**任务说明**
请把条目中从含有“Where can you spot the dirt”的那一行起、一直到条目末尾的部分一字不改地照抄下来，开头那行和最后一行都要包括。

**本题条目**
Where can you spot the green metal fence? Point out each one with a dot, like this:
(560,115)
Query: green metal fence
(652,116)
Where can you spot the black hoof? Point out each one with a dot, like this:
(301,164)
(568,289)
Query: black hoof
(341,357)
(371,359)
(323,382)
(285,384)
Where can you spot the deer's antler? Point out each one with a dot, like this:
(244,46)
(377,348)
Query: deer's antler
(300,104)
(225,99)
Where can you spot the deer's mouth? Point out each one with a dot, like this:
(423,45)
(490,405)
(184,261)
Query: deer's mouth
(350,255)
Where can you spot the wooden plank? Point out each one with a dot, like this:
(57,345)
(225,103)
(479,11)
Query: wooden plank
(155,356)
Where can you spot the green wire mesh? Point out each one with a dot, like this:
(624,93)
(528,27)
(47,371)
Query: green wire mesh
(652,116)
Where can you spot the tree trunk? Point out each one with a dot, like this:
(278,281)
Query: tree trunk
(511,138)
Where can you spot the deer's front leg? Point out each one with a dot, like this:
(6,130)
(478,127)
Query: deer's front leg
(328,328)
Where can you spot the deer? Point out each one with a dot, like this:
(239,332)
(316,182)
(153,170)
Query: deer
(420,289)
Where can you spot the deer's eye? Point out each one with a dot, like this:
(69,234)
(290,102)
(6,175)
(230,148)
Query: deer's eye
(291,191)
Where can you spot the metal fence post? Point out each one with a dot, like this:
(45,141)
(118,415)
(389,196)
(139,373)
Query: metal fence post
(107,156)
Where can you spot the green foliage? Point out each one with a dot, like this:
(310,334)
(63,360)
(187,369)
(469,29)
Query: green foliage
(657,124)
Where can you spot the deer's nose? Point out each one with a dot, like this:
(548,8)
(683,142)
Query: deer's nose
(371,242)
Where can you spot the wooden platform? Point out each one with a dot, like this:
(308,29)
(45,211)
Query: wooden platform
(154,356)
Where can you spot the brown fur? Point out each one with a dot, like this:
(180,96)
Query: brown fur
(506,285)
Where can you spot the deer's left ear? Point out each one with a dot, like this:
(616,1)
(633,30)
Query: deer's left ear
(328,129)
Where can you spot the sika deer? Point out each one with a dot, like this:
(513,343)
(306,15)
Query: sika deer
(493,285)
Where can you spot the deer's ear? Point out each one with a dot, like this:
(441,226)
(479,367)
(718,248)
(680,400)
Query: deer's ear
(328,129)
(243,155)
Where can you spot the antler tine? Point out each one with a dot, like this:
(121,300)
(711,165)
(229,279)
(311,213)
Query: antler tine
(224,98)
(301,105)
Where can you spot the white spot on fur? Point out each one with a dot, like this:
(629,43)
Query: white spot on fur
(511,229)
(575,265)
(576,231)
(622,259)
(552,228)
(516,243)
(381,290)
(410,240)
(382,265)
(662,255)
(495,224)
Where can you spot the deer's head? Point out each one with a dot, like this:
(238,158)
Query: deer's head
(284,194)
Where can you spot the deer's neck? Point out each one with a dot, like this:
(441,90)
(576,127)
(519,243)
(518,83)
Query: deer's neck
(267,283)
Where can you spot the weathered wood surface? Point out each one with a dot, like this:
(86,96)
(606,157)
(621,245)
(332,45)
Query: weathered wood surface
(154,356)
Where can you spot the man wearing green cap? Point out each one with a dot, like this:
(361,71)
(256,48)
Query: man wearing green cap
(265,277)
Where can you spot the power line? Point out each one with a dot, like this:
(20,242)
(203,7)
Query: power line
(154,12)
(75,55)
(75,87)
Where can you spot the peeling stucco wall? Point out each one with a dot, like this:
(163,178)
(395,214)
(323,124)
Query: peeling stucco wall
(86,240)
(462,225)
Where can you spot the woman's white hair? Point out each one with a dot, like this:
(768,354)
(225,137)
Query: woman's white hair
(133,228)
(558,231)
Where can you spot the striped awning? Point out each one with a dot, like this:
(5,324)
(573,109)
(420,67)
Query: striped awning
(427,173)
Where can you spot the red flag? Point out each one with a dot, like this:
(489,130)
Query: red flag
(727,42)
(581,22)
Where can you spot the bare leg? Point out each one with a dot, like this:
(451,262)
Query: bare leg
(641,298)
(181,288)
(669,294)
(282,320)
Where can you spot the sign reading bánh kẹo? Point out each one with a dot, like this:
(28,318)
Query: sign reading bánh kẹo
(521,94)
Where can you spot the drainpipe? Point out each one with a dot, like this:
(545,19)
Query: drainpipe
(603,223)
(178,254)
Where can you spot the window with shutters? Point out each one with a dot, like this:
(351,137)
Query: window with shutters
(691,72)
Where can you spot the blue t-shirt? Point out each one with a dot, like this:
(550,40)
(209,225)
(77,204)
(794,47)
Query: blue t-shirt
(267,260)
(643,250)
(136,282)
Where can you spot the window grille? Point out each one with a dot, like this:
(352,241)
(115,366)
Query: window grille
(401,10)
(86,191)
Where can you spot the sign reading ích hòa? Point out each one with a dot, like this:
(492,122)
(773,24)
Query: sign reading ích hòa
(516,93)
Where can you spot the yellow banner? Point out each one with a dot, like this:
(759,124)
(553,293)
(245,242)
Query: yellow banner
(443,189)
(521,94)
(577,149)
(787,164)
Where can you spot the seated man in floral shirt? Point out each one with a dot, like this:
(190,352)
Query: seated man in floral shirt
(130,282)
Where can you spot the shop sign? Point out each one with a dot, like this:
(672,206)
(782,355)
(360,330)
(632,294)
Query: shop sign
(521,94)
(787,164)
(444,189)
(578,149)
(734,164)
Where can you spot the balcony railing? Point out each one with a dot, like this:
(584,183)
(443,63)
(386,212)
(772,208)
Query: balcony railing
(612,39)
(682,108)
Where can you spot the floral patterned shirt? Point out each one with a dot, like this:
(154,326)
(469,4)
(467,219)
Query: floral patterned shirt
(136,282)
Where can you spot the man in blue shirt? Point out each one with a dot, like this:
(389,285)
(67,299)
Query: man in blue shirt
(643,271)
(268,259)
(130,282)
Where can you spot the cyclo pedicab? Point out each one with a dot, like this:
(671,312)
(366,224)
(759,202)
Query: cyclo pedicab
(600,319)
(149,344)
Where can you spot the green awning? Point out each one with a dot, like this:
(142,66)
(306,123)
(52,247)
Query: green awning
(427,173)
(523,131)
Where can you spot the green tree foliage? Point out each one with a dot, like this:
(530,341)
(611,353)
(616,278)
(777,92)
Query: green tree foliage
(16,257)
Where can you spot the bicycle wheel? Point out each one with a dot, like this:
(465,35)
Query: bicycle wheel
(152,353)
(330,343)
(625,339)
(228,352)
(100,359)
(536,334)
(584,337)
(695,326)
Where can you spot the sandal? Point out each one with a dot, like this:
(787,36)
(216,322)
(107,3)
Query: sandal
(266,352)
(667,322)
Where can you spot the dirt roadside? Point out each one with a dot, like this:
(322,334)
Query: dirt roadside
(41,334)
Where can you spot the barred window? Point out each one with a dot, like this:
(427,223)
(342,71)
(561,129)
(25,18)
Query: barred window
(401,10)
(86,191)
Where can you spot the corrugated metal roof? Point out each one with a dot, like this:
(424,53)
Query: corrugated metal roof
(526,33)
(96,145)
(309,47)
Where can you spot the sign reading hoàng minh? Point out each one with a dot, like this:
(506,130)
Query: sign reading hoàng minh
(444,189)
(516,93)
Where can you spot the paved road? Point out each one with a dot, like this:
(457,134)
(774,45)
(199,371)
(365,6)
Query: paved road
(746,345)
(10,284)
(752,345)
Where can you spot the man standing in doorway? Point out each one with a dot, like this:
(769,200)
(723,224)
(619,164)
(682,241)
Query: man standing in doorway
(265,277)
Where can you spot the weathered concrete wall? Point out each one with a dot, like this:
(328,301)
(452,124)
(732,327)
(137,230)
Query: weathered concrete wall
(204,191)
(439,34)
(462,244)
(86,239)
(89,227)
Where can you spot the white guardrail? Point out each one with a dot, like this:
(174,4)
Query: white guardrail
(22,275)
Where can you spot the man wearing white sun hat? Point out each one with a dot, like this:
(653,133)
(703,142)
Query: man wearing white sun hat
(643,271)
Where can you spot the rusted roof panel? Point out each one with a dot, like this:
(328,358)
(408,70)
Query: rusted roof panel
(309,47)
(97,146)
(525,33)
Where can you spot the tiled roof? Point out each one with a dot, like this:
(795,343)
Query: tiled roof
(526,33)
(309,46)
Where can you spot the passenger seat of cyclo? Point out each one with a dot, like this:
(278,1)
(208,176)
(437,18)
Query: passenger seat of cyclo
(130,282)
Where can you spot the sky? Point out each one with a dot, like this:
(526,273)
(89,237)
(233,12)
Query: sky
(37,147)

**任务结果**
Where can you spot the dirt roadside? Point out each one with a dot, like this:
(322,334)
Query: dirt roadside
(41,334)
Where can you spot the barred window? Point out each one with a dot, like this:
(427,223)
(342,71)
(561,129)
(25,18)
Query: barred window
(401,10)
(86,191)
Where can you spot the corrugated metal roof? Point out each one with a dot, like this:
(424,53)
Query: corrugated metal roof
(526,33)
(96,145)
(309,47)
Where can you spot the sign reading hoàng minh? Point out each one with a dot, like this:
(506,130)
Query: sign reading hoàng minh
(444,189)
(516,93)
Where can you spot the paved road? Point out each one with a dot, like this:
(457,134)
(774,45)
(199,371)
(365,6)
Query: paved road
(746,345)
(10,284)
(752,345)
Where can you spot the man standing in doorway? Point out each one with a dot, like this:
(769,200)
(723,224)
(619,164)
(682,241)
Query: man standing in doorway
(265,277)
Where can you spot the weathered concrete wall? Point out each one with a dot, like this:
(328,301)
(452,124)
(732,327)
(137,230)
Query: weathered concrete wall
(204,191)
(439,34)
(462,244)
(86,239)
(89,227)
Where can you spot the white guardrail? Point out each one with a dot, like this:
(174,4)
Query: white guardrail
(22,275)
Where can you spot the man wearing white sun hat? Point out each one with a dot, like this:
(653,133)
(703,142)
Query: man wearing white sun hat
(643,271)
Where can you spot the rusted roof panel? Point out each one with a dot, like this:
(328,358)
(408,70)
Query: rusted roof panel
(309,47)
(97,146)
(525,33)
Where can you spot the tiled roof? Point out each one with a dot, like this:
(795,343)
Query: tiled roof
(526,33)
(309,46)
Where can you spot the passenger seat of cyclo? Point out each one with a dot, like this:
(278,1)
(208,176)
(437,18)
Query: passenger seat of cyclo
(130,282)
Where can you spot the sky? Point out each one with a dot, like this:
(526,273)
(89,237)
(233,12)
Query: sky
(37,147)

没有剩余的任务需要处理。